==== PASSAGE SHOWN

In this manner, as the drum 1 is operated with the rotation speed increased gradually from lower to higher rotation speeds, fluid in fluid balancer 32 is distributed smoothly to a ring shape. Therefore, by the time prescribed rotation speed with n=N is reached, fluid balancer 32 is ready to fully exhibit its function, and even at a rotation speed lower than the resonance rotation speed, vibration of water tank 3 can be suppressed. In the second embodiment also, by providing vibration sensor, high speed rotation may be started only when vibration of water tank 3 at a prescribed rotation speed (n=N) is smaller than a predetermined prescribed value. By such operation, vibration of water tank 3 can be suppressed not only at the resonance rotation speed but also at a high speed rotation, as in the first embodiment.

Third Embodiment

The drum washer-drier in accordance with the third embodiment of the present invention will be described with reference to FIG. 12. The front view of the drum washer-drier is the same as that of FIG. 2 of the first embodiment. In FIG. 12, various components for drying and vibration sensor 80 are omitted for simplicity.

The drum washer-drier in accordance with the third embodiment is characterized in that in suspending the rods 10, in addition to the prescribed angle of incarnation θ in left and right directions of suspending rod 10, there is a prescribed angle of rotation α in the front end rear directions of suspending rod 10 for attachment, as shown in FIG. 5. Namely, suspending rods 10 are attached inclined both in the left and right and front end rear directions of the washing machine. Therefore, the space in the front and rear directions of the support receiving portion 13 is selected to be smaller than the distance in front end rear directions of support receiving portions 84. Except this point, the structure of the washing machine in accordance with the third embodiment is the same as that of the first embodiment. Therefore, details thereof is not repeated.

In the washing machine in accordance with the third embodiment, the water tank is resiliently supported by suspending rod 10 and compression spring 12 in every direction, that is, left, right, front end rear. Therefore, vibration of the water tank 3 is reduced that much. At this time, it is not necessary to set spring constant of compression spring 12 at a high value. Therefore, there is not a possibility that much vibration is transmitted.

Fourth Embodiment

FIG. 13 is a front view of a drum washer-drier in accordance with a fourth embodiment of the present invention. In the washing machine in accordance with the fourth embodiment, support receiving portions 13 are attached at two portions on each of the left and right sides of the front side and rear side (not shown) of the water tank. Except this point, the washing machine of FIG. 13 is similar to the washing machine of the first embodiment. Therefore, detailed description is not repeated. In FIG. 13, some of the components are not shown for simplicity.

In the drum washer-drier in accordance with the fourth embodiment, as is apparent from the comparison between FIGS. 13 and 2, the dimension of the box of outer tank 9 in the left and right directions can be made smaller. Meanwhile, the effect of reducing vibration is not affected at this time. Therefore, in accordance with the washing machine of the fourth embodiment, the washing machine as a whole can be made compact while maintaining the effect of reduced vibration. This facilitates installation of the washing machine in a system kitchen, for example.

========

WRITTEN PROBLEM: Transcribe the portion of the drum washer-drier passage that opens with the words "In the drum" and closes with "kitchen, for example.". The rows are not required for this exercise.

==== DATA SUPPLIED

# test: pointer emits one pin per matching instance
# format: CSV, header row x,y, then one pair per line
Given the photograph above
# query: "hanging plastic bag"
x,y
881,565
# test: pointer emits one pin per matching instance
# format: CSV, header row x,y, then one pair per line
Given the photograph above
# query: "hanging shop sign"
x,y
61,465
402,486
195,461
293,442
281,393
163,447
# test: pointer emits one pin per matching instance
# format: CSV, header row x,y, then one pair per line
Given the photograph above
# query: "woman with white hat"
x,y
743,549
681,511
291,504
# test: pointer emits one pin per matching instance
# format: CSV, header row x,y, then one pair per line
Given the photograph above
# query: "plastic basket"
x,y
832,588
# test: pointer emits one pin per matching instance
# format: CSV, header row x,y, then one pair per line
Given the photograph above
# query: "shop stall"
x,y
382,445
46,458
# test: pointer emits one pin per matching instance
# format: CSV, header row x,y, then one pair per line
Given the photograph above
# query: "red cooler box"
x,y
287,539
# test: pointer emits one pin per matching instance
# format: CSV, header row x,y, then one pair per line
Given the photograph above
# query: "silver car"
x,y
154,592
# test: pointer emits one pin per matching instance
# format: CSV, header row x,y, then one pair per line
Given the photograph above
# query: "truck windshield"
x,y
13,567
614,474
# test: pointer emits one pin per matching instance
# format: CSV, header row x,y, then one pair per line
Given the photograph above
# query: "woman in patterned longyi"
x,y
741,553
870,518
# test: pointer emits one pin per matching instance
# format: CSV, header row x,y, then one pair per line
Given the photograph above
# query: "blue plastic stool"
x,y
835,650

========

WRITTEN RESPONSE:
In the drum washer-drier in accordance with the fourth embodiment, as is apparent from the comparison between FIGS. 13 and 2, the dimension of the box of outer tank 9 in the left and right directions can be made smaller. Meanwhile, the effect of reducing vibration is not affected at this time. Therefore, in accordance with the washing machine of the fourth embodiment, the washing machine as a whole can be made compact while maintaining the effect of reduced vibration. This facilitates installation of the washing machine in a system kitchen, for example.